[[ Exercise text, beginning ]]
MLB.com's Cubs' 2018 Top Prospects list full of potential impact pitchers

Could 2018 be the year that the Cubs finally see a top pitching prospect debut with the team? 

Thursday, MLB.com released its list of the Cubs' 2018 Top 30 Prospects, a group that includes six pitchers in the Top 10. The list ranks right-hander Adbert Alzolay as the Cubs' No 1. prospect, projecting him to debut with the team this season. 

Alzolay, 22, went 7-4 with a 2.99 ERA in 22 starts between Single-A Myrtle Beach and Double-A Tennessee last season. He also struck out 108 batters in 114 1/3 innings, using a repertoire that includes a fastball that tops out around 98 MPH (according to MLB.com).

Following Alzolay as the Cubs' No. 2 overall prospect is 19-year-old shortstop Aramis Ademan. Ademan hit .267 in just 68 games between Single-A Eugene and Single-A South Bend, though it should be noted that he has soared from No. 11 in MLB.com's 2017 ranks to his current No. 2 ranking. He is not projected to make his MLB debut until 2020, however.

Following Alzolay and Ademan on the list are five consecutive pitchers ranked 3-7, respectively. Oscar De La Cruz, No. 3 on the list, slides down from his 2017 ranking in which MLB.com listed him as the Cubs' top overall prospect. De La Cruz, 22, finished 2017 with a 3.34 ERA in 13 games (12 starts) between the Arizona League and Single-A Myrtle Beach.
[[ Exercise text, end ]]
Reproduce the entire article about the Cubs' 2018 top prospects word for word.
[[ Available data, beginning ]]
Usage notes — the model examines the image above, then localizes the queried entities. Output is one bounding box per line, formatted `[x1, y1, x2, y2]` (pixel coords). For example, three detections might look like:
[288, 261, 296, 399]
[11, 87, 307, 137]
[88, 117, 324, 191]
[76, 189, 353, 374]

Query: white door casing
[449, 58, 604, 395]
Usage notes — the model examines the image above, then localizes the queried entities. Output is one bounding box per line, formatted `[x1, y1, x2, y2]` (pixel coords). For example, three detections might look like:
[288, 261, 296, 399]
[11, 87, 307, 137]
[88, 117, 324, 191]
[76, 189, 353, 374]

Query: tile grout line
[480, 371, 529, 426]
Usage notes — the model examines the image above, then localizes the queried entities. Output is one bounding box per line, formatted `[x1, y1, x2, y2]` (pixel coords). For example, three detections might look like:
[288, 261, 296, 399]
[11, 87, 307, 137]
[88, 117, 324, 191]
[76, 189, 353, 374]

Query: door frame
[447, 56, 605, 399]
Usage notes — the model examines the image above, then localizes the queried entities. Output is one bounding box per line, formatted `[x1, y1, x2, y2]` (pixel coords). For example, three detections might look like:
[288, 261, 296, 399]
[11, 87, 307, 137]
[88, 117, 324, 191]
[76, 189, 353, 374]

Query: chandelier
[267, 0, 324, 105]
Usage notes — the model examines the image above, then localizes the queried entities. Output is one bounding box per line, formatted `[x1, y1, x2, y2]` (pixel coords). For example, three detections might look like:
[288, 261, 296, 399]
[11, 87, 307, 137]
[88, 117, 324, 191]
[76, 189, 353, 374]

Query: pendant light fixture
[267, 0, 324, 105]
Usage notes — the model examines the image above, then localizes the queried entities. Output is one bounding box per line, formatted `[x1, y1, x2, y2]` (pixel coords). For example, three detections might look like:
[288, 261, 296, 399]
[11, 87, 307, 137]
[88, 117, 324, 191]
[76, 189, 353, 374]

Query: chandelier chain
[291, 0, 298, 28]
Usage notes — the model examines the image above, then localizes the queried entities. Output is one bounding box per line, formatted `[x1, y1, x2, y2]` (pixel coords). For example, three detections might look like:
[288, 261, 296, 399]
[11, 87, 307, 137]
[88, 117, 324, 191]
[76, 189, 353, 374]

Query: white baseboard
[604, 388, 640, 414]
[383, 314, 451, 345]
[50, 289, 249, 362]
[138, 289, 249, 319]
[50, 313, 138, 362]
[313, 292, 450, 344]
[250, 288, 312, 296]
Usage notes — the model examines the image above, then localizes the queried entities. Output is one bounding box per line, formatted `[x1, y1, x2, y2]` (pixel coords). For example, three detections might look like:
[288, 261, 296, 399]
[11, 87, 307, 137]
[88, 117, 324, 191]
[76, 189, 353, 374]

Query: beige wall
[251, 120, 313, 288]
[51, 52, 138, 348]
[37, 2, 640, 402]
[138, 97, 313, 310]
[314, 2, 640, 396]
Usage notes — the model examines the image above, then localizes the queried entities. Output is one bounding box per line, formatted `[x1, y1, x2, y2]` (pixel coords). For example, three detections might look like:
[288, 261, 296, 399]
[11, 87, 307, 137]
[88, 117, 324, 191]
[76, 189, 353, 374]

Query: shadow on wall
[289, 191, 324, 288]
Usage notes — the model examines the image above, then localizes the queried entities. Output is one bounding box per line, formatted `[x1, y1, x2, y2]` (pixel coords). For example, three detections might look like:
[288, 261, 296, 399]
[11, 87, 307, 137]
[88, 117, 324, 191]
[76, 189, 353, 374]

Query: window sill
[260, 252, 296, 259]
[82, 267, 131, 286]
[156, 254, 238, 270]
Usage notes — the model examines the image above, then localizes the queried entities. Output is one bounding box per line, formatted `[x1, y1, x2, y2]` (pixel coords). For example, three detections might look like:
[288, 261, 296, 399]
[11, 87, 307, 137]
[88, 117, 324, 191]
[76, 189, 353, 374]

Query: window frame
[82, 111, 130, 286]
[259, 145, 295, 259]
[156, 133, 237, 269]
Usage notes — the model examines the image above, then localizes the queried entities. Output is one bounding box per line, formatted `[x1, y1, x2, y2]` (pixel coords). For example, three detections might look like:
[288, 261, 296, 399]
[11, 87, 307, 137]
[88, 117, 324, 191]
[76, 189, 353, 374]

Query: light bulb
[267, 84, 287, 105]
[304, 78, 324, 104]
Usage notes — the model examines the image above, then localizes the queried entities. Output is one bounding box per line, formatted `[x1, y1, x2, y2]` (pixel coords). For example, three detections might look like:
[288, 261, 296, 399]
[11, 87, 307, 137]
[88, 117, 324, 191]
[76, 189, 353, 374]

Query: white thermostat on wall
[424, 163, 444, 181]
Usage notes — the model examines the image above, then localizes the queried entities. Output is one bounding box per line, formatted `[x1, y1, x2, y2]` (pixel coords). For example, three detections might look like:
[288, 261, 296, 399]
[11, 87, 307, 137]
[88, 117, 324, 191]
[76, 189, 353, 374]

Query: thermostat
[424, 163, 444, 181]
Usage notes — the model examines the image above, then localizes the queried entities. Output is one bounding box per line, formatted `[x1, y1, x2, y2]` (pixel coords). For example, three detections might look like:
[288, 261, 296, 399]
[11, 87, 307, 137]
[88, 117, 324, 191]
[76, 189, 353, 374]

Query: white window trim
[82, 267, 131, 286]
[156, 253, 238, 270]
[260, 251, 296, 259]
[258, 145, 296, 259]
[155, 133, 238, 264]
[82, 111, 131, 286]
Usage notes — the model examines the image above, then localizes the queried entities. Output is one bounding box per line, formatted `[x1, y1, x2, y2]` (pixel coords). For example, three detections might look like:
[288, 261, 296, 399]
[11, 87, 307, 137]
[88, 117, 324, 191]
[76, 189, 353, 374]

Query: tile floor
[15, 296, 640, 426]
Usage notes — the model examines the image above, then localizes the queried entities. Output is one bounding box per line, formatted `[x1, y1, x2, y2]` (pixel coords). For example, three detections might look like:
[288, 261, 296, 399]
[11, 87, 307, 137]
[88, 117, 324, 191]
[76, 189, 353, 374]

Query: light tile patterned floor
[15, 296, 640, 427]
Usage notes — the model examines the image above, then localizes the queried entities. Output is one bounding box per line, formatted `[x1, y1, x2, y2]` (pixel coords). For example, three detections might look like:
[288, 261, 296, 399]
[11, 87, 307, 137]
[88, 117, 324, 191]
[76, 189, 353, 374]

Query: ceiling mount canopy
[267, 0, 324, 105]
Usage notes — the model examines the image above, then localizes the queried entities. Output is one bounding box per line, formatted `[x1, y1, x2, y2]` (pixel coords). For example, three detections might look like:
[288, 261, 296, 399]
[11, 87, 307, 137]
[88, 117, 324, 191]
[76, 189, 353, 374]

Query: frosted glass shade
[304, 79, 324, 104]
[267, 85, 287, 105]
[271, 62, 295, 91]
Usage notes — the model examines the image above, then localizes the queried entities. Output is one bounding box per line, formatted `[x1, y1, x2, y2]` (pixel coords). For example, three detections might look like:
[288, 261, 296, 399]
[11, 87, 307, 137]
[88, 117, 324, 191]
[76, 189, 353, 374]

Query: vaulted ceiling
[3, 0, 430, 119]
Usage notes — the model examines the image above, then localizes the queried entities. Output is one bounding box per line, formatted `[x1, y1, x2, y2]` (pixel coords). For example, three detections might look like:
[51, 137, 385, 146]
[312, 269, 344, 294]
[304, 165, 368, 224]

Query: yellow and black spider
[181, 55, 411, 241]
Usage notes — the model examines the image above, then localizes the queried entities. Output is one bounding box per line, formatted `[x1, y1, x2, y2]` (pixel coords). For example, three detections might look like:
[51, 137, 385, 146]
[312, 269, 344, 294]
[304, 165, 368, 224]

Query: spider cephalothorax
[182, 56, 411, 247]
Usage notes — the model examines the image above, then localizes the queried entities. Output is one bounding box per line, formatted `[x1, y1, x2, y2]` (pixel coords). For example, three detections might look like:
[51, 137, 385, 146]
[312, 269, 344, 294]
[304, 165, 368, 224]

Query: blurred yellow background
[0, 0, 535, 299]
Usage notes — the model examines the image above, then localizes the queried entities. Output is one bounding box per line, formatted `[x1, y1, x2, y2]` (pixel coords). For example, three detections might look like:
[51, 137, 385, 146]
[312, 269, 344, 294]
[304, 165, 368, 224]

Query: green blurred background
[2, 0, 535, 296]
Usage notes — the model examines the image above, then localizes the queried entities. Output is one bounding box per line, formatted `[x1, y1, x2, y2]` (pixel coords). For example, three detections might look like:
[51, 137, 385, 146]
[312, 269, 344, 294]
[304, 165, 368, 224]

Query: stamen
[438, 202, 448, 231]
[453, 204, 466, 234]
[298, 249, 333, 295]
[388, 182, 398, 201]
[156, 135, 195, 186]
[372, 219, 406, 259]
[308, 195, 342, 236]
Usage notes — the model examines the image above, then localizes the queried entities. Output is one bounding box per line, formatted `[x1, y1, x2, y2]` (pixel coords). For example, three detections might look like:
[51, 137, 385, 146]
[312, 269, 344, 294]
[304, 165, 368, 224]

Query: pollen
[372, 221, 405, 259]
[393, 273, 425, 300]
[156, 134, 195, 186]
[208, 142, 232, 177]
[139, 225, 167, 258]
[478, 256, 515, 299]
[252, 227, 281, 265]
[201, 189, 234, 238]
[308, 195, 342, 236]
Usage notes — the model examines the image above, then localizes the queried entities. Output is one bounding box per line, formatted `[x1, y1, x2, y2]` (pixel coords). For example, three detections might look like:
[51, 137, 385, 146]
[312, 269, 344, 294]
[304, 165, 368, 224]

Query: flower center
[[ Available data, end ]]
### Answer space:
MLB.com's Cubs' 2018 Top Prospects list full of potential impact pitchers

Could 2018 be the year that the Cubs finally see a top pitching prospect debut with the team? 

Thursday, MLB.com released its list of the Cubs' 2018 Top 30 Prospects, a group that includes six pitchers in the Top 10. The list ranks right-hander Adbert Alzolay as the Cubs' No 1. prospect, projecting him to debut with the team this season. 

Alzolay, 22, went 7-4 with a 2.99 ERA in 22 starts between Single-A Myrtle Beach and Double-A Tennessee last season. He also struck out 108 batters in 114 1/3 innings, using a repertoire that includes a fastball that tops out around 98 MPH (according to MLB.com).

Following Alzolay as the Cubs' No. 2 overall prospect is 19-year-old shortstop Aramis Ademan. Ademan hit .267 in just 68 games between Single-A Eugene and Single-A South Bend, though it should be noted that he has soared from No. 11 in MLB.com's 2017 ranks to his current No. 2 ranking. He is not projected to make his MLB debut until 2020, however.

Following Alzolay and Ademan on the list are five consecutive pitchers ranked 3-7, respectively. Oscar De La Cruz, No. 3 on the list, slides down from his 2017 ranking in which MLB.com listed him as the Cubs' top overall prospect. De La Cruz, 22, finished 2017 with a 3.34 ERA in 13 games (12 starts) between the Arizona League and Single-A Myrtle Beach.